TEXTAUSZUG:
Ich erinnere mich genau: Diese Brücke über den ausgetrockneten und schmalen Rio Grande, der El Paso in den USA von der Stadt Juarez in Mexiko trennt. Endlose Autoschlangen, routinierte Grenzgänger zu Fuss und ein markiges «Süssigkeiten!» alle fünfzig Meter.
Schrittweise breitet sich ein unangenehmes Gefühl aus. Ich schwitze mehr als sonst und fühle mich getrieben. Ich schaue rückwärts über die Schulter und beschleunige meinen Gang. Was ist los? Mir war zu Ohren gekommen, dass Juarez als eine der gefährlichsten Städte der Welt gilt, geprägt von Drogenkartellen, Korruption und Gewalt. Ich hatte Bilder von Leichen auf den Strassen gesehen, von Mauern voller Graffiti, von Menschen mit verzweifelten Gesichtern.
Auf der Grenzbrücke nach Mexiko erlebe ich wie die Stresshormone Adrenalin und Cortisol mehr als üblich ausgeschüttet werden. Und meine Amygdala reagiert stärker auf Gesichter von Menschen, die einer anderen ethnischen Gruppe angehören als der meinigen. Und so werde ich chemisch auf Abwehr von Gefahr vorbereitet.

BEREITGESTELLTES MATERIAL:
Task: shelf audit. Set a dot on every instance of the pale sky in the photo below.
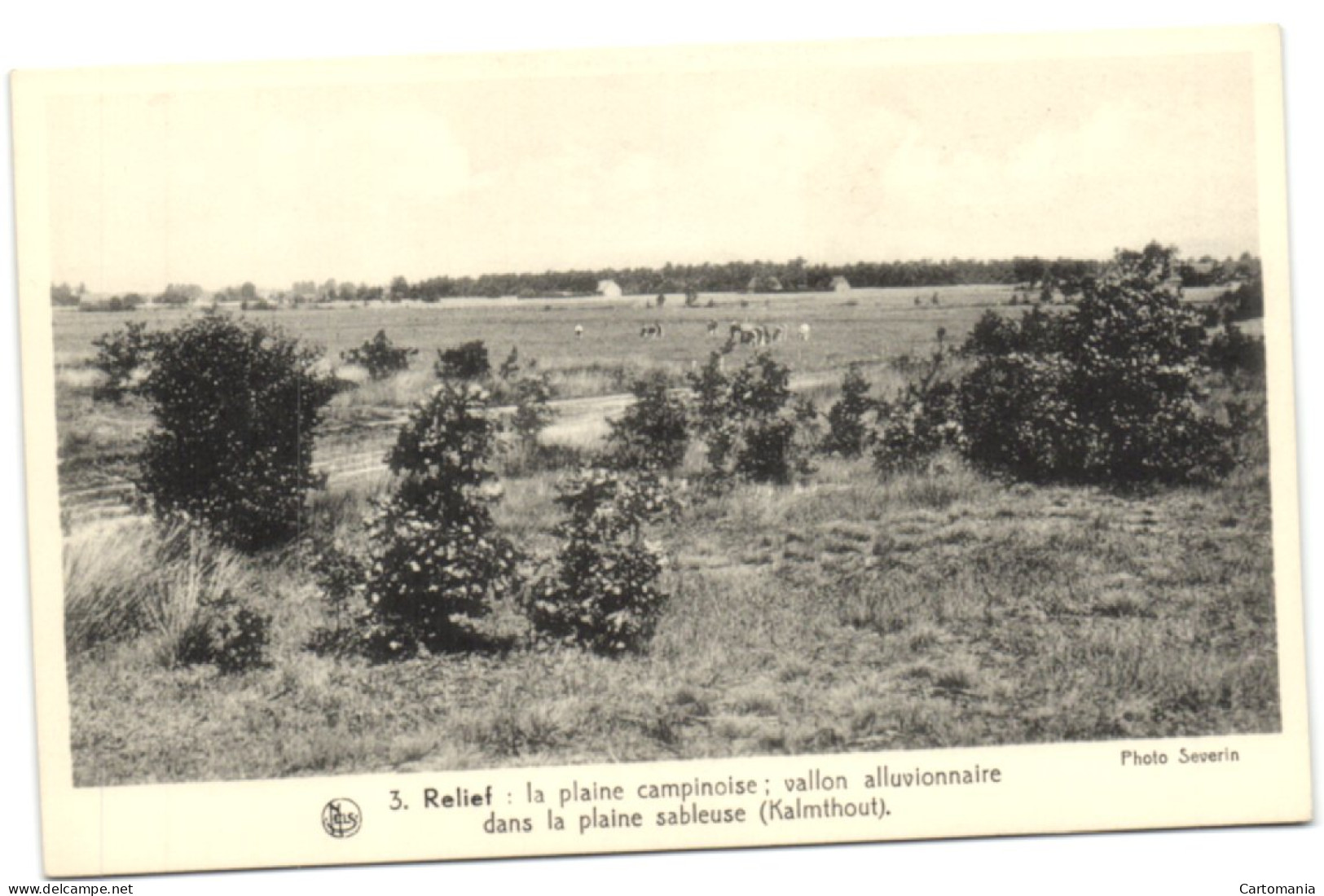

AUFGABEN:
1 – Welcher Fluss trennt laut dem Textauszug El Paso von Juarez?
2 – Gib aus dem Textauszug den Abschnitt von „Ich erinnere mich“ bis einschließlich „mit verzweifelten Gesichtern.“ wortgetreu wieder.

LÖSUNGEN:
1 – Der Rio Grande.

2 –
Ich erinnere mich genau: Diese Brücke über den ausgetrockneten und schmalen Rio Grande, der El Paso in den USA von der Stadt Juarez in Mexiko trennt. Endlose Autoschlangen, routinierte Grenzgänger zu Fuss und ein markiges «Süssigkeiten!» alle fünfzig Meter.
Schrittweise breitet sich ein unangenehmes Gefühl aus. Ich schwitze mehr als sonst und fühle mich getrieben. Ich schaue rückwärts über die Schulter und beschleunige meinen Gang. Was ist los? Mir war zu Ohren gekommen, dass Juarez als eine der gefährlichsten Städte der Welt gilt, geprägt von Drogenkartellen, Korruption und Gewalt. Ich hatte Bilder von Leichen auf den Strassen gesehen, von Mauern voller Graffiti, von Menschen mit verzweifelten Gesichtern.